REQUIRED WORK:
The records below must be transcribed exactly. Do not include the pictures.

--- Start of RECORDS FOR THE EXERCISE ---

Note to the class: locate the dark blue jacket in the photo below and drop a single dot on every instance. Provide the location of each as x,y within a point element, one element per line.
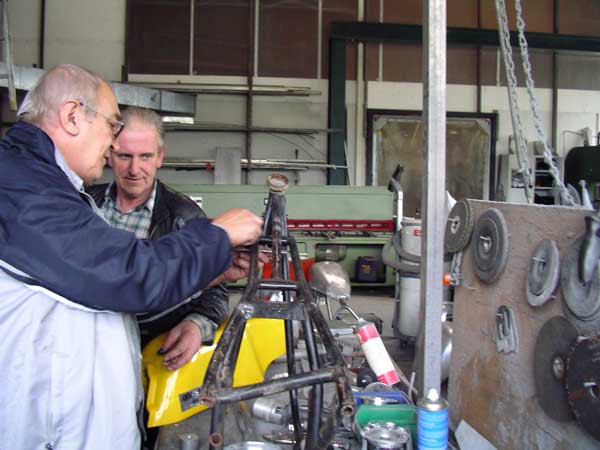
<point>49,231</point>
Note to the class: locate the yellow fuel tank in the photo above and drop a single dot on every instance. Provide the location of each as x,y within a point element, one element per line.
<point>262,343</point>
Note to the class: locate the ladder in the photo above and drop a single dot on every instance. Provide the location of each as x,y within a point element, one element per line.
<point>7,56</point>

--- End of RECORDS FOR THE EXERCISE ---

ANSWER IN FULL:
Note to the class: locate the dark blue jacket in the photo below and drop a single dot on every instance. Provide the location of each as x,y within a point element, one element per line.
<point>49,231</point>
Note to the class: locate the yellow fuel tank in the photo above and drop a single dot on every instance. Provide the location of each as x,y within a point element, one element per line.
<point>262,343</point>
Note to the class: locate the ladder in the photo above and drop a single dot on every instance. Provide the location of each as x,y within a point element, one element per line.
<point>7,56</point>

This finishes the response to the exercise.